** Opening DATA FOR THE TASK block **

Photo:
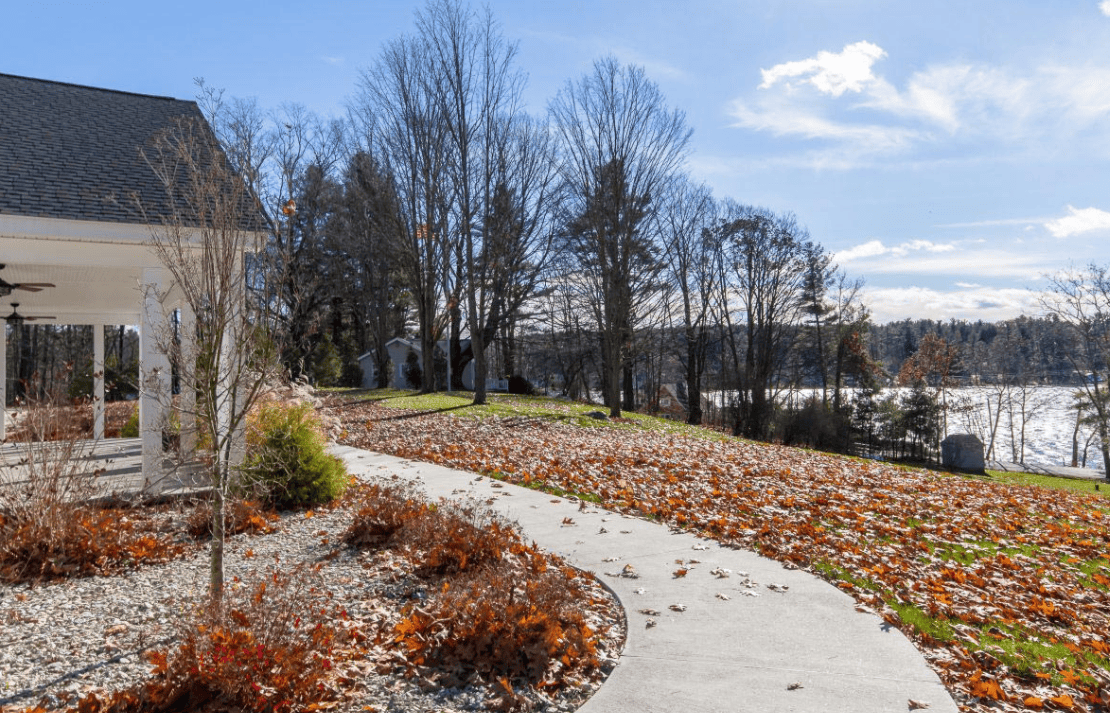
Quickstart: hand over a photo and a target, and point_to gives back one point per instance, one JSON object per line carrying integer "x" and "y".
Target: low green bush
{"x": 286, "y": 461}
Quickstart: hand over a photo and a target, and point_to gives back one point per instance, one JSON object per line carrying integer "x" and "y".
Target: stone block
{"x": 962, "y": 451}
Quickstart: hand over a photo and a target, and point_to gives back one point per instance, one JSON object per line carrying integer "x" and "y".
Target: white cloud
{"x": 1000, "y": 221}
{"x": 987, "y": 303}
{"x": 830, "y": 72}
{"x": 1079, "y": 221}
{"x": 875, "y": 249}
{"x": 788, "y": 120}
{"x": 971, "y": 109}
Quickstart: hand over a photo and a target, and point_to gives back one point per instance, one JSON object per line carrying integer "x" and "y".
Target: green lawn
{"x": 573, "y": 413}
{"x": 517, "y": 407}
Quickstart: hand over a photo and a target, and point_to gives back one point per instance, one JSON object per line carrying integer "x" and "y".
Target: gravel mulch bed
{"x": 61, "y": 640}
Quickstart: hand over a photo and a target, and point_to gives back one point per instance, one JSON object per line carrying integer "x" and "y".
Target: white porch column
{"x": 153, "y": 375}
{"x": 188, "y": 411}
{"x": 3, "y": 381}
{"x": 98, "y": 382}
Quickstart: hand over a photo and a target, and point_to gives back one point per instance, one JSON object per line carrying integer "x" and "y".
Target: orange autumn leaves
{"x": 1005, "y": 589}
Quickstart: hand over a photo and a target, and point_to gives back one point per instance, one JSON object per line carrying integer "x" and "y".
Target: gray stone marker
{"x": 962, "y": 451}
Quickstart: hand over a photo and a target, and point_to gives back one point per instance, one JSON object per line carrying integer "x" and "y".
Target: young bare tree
{"x": 225, "y": 360}
{"x": 1080, "y": 298}
{"x": 621, "y": 147}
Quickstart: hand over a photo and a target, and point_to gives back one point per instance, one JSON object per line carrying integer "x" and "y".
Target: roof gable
{"x": 74, "y": 152}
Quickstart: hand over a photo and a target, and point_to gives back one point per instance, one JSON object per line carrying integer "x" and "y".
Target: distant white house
{"x": 400, "y": 349}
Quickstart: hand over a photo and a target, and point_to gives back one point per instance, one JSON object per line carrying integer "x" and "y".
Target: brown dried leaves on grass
{"x": 48, "y": 529}
{"x": 249, "y": 653}
{"x": 1005, "y": 589}
{"x": 503, "y": 610}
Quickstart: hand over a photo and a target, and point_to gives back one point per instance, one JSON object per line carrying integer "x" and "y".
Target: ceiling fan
{"x": 16, "y": 319}
{"x": 6, "y": 287}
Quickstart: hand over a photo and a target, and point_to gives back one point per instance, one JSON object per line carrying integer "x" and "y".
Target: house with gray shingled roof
{"x": 78, "y": 206}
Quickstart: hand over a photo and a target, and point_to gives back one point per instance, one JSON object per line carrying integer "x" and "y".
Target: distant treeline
{"x": 1022, "y": 350}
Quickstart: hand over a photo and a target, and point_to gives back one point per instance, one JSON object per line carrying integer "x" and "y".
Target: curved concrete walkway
{"x": 737, "y": 654}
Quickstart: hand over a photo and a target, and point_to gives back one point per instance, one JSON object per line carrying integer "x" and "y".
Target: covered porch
{"x": 102, "y": 274}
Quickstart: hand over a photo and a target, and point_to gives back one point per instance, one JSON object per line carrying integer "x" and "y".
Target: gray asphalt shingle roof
{"x": 73, "y": 152}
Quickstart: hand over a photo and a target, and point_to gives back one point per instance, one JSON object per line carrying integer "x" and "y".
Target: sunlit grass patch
{"x": 460, "y": 404}
{"x": 1050, "y": 481}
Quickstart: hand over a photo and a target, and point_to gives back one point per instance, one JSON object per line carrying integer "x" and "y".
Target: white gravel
{"x": 68, "y": 638}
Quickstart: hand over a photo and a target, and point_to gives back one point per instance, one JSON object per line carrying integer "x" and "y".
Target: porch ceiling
{"x": 83, "y": 293}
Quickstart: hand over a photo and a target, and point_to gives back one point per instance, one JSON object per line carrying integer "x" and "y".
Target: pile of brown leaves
{"x": 1005, "y": 589}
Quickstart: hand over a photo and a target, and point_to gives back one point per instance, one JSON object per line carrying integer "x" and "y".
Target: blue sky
{"x": 950, "y": 153}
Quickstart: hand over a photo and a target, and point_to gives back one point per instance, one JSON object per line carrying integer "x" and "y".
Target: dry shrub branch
{"x": 48, "y": 528}
{"x": 503, "y": 610}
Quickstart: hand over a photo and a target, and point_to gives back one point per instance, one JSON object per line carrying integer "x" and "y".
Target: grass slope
{"x": 1003, "y": 583}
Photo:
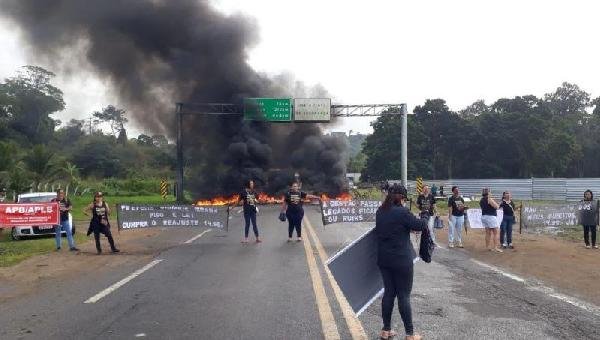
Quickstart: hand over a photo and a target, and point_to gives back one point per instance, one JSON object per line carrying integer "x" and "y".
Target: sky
{"x": 397, "y": 51}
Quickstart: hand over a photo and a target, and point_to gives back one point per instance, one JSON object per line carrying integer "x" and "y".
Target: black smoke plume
{"x": 154, "y": 53}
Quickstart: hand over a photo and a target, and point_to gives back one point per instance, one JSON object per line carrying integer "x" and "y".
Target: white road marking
{"x": 546, "y": 290}
{"x": 119, "y": 284}
{"x": 196, "y": 237}
{"x": 497, "y": 270}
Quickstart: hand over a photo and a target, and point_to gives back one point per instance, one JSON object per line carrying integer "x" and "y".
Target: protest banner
{"x": 356, "y": 272}
{"x": 28, "y": 214}
{"x": 554, "y": 217}
{"x": 338, "y": 211}
{"x": 134, "y": 216}
{"x": 474, "y": 217}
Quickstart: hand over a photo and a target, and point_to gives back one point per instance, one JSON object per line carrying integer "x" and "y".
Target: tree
{"x": 27, "y": 102}
{"x": 145, "y": 140}
{"x": 40, "y": 161}
{"x": 114, "y": 117}
{"x": 568, "y": 99}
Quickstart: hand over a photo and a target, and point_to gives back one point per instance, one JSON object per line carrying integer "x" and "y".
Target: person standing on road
{"x": 395, "y": 255}
{"x": 426, "y": 205}
{"x": 508, "y": 220}
{"x": 292, "y": 207}
{"x": 99, "y": 223}
{"x": 489, "y": 220}
{"x": 64, "y": 205}
{"x": 248, "y": 198}
{"x": 456, "y": 218}
{"x": 588, "y": 218}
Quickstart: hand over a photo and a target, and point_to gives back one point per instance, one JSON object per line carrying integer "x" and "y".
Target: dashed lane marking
{"x": 196, "y": 237}
{"x": 119, "y": 284}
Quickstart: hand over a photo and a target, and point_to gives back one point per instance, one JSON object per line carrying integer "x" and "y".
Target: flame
{"x": 220, "y": 200}
{"x": 264, "y": 198}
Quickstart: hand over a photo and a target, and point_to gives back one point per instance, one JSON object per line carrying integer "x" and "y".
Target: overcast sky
{"x": 399, "y": 51}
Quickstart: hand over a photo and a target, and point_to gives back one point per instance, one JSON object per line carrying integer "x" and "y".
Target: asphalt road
{"x": 215, "y": 287}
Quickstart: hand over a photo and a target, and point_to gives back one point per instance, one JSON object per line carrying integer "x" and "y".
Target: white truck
{"x": 20, "y": 232}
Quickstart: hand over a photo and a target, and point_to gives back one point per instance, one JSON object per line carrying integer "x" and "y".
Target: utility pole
{"x": 404, "y": 145}
{"x": 179, "y": 119}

** Closing DATA FOR THE TASK block **

When an image appears in the data, skip it and output the rest exactly.

Photo:
Quickstart: hand over a photo and a target, and point_to gives back one point per instance, one JSON object per line carrying integer "x" and "y".
Target: low green bush
{"x": 286, "y": 461}
Quickstart: hand over a photo and a target, and point_to gives back one point per instance, one JSON object per line carrying integer "x" and "y".
Target: stone block
{"x": 962, "y": 451}
Quickstart: hand over a photo and a target, and point_to gives back one point per instance, one JSON object per line carrying integer "x" and "y".
Target: white cloud
{"x": 1000, "y": 221}
{"x": 987, "y": 303}
{"x": 830, "y": 72}
{"x": 1079, "y": 221}
{"x": 875, "y": 249}
{"x": 788, "y": 120}
{"x": 971, "y": 109}
Quickstart: hand over a photo and a target, and point_to gives back one point per instance, one JSON object per line carrying integer "x" and "y".
Target: green lawn
{"x": 573, "y": 413}
{"x": 517, "y": 407}
Quickstart: hand over a photo and a target, and point_to gives back one point per instance, one JSON object per line carrying integer "x" and "y".
Target: gravel mulch bed
{"x": 61, "y": 640}
Quickstart: hand over a photo and a target, and point_to gives back one point per instance, one JSON object per line carrying integer "x" and "y".
Target: white porch column
{"x": 153, "y": 375}
{"x": 188, "y": 411}
{"x": 3, "y": 381}
{"x": 98, "y": 382}
Quickstart: hand over a photo and a target, and point_to gives back one point per instance, one JSON object per line carrying integer "x" and "y".
Target: orange autumn leaves
{"x": 1005, "y": 589}
Quickstart: hand over a photo and a target, and point_to gives back one point per instance, one JSON object per line carrying integer "x" and "y".
Target: gray stone marker
{"x": 962, "y": 451}
Quickstart: hand over a photo and a target, and point_to gives back one point per instance, one JSON object per line carrying integer "x" and "y".
Target: young bare tree
{"x": 225, "y": 360}
{"x": 1080, "y": 298}
{"x": 621, "y": 147}
Quickstart: hand over a photo and a target, and point_to gives back one point per instance, one JSON object per line carrying integer "x" and "y".
Target: roof gable
{"x": 74, "y": 152}
Quickstart: hand over a photo and a target, and point_to gives back one point per instance, one JSON object per line carrying integer "x" and "y".
Target: distant white house
{"x": 400, "y": 349}
Quickstart: hand over a photo and a target, and point_to gives back one point per instance, one JSON object per line carrying integer "x" and "y".
Target: brown dried leaves on grass
{"x": 48, "y": 529}
{"x": 249, "y": 653}
{"x": 1005, "y": 589}
{"x": 503, "y": 610}
Quickstart: hand over a photo and a target, and point_to gives back one point per instance, one JSON object per line carrying integer "x" and "y".
Target: ceiling fan
{"x": 16, "y": 319}
{"x": 6, "y": 287}
Quickstart: hand over a photo and a target, and point_to gives back one point per instance, one JSON object per line carrying integer "x" and "y".
Target: house with gray shingled roof
{"x": 78, "y": 206}
Quickstart: hand over a photo and a target, and point_to gives back one point per instance, one JSON object per line carrying integer "x" and "y".
Target: distant treeline
{"x": 1022, "y": 350}
Quickstart: hand over a photo and a target, and point_to gives back one point per instance, one JSON object per line carrying integer "x" and "y".
Target: curved concrete walkway
{"x": 737, "y": 654}
Quickstart: hand over a photo and a target, and point_to gives back one point per instance, one JSON object per line carrying integer "x" and "y".
Target: covered porch
{"x": 102, "y": 274}
Quickstart: hand over a photo and a target, and point_to gives back one point per instance, one JSON object per line carrying integer "x" and "y".
Target: gray asphalt shingle roof
{"x": 73, "y": 152}
Quickstart: hand over a photo and a target, and point_to gives back one point per instance, one JSON object per line carrying integer "x" and "y".
Target: sunlit grass patch
{"x": 460, "y": 404}
{"x": 1050, "y": 481}
Quickstart: hand over a photo and a target, and point_to gives back one point per instance, one JSON object per line carrying integer "x" and "y".
Target: white gravel
{"x": 68, "y": 638}
Quickstart: hand over a photo and a target, and point_to gives back one point per instance, one JSON object per line carrying integer "x" and "y".
Target: porch ceiling
{"x": 83, "y": 293}
Quickstart: hand over a photo and a target, and point_to gives back one point per instance, one JSON object per line carrying integer "x" and "y".
Target: pile of brown leaves
{"x": 1005, "y": 589}
Quickstart: hand over a photo and a target, and point_to gives back one point per instance, one JSON object per line carrying integer "x" and "y".
Target: blue sky
{"x": 950, "y": 153}
Quickstart: hand over a photo and a target, and point_to gives back one point per instance, one JSON object per line carrying integer "x" and "y".
Target: dry shrub branch
{"x": 48, "y": 528}
{"x": 503, "y": 610}
Quickstart: hand over a photo and a target, and point_to gives back one point per instance, one JSON object per line carrying integer "x" and "y".
Target: grass slope
{"x": 1003, "y": 583}
Photo:
Quickstart: hand over a photo and a target, and point_to gives back one point per instance, one JSON object per line carrying integer "x" and "y".
Target: sky
{"x": 397, "y": 51}
Quickstart: hand over a photo and a target, and point_to gives back one point per instance, one JSON object per line carrying integer "x" and "y".
Target: black smoke plume
{"x": 154, "y": 53}
Quickstart: hand over a photo and a target, and point_to gives back one point per instance, one JSON object per line carrying integer "x" and "y".
Target: white road marking
{"x": 546, "y": 290}
{"x": 119, "y": 284}
{"x": 196, "y": 237}
{"x": 497, "y": 270}
Quickstart: hand over a photo and a target, and point_to gives back one point per instance, one JSON object per line carrying integer "x" and "y".
Target: protest banner
{"x": 356, "y": 272}
{"x": 28, "y": 214}
{"x": 554, "y": 217}
{"x": 338, "y": 211}
{"x": 134, "y": 216}
{"x": 474, "y": 217}
Quickstart: hand over a photo and a target, and point_to gives back one point per instance, one JSON object per line carrying integer "x" and "y".
Target: tree
{"x": 27, "y": 102}
{"x": 145, "y": 140}
{"x": 40, "y": 161}
{"x": 114, "y": 117}
{"x": 568, "y": 99}
Quickstart: hand over a photo and a target, and point_to gives back one point per instance, one JSON object per line carrying integer "x" and "y".
Target: person standing on road
{"x": 395, "y": 255}
{"x": 426, "y": 205}
{"x": 508, "y": 220}
{"x": 292, "y": 207}
{"x": 99, "y": 223}
{"x": 489, "y": 220}
{"x": 64, "y": 205}
{"x": 248, "y": 198}
{"x": 456, "y": 218}
{"x": 588, "y": 218}
Quickstart: hand over a photo and a target, and point_to gives back one point per instance, one JSON object per line carrying integer "x" and "y".
Target: dashed lane marking
{"x": 196, "y": 237}
{"x": 119, "y": 284}
Quickstart: hand over a photo and a target, and point_to gives back one point per instance, one JSON object per line carrying integer "x" and "y".
Target: flame
{"x": 220, "y": 200}
{"x": 264, "y": 198}
Quickstart: hand over a photo and a target, and point_to gives back one point per instance, one JSON object per line carrying integer "x" and "y".
Target: overcast sky
{"x": 399, "y": 51}
Quickstart: hand over a photo and a target, and point_to gives back one point per instance, one JSON object per line carrying integer "x" and "y".
Target: asphalt road
{"x": 215, "y": 287}
Quickstart: hand over a photo and a target, and point_to gives back one point per instance, one JSON object per line carrying integer "x" and "y".
Target: white truck
{"x": 20, "y": 232}
Quickstart: hand over a photo and a target, and point_to gives back one point per instance, one JSON object per line carrying integer "x" and "y".
Target: utility pole
{"x": 404, "y": 145}
{"x": 179, "y": 119}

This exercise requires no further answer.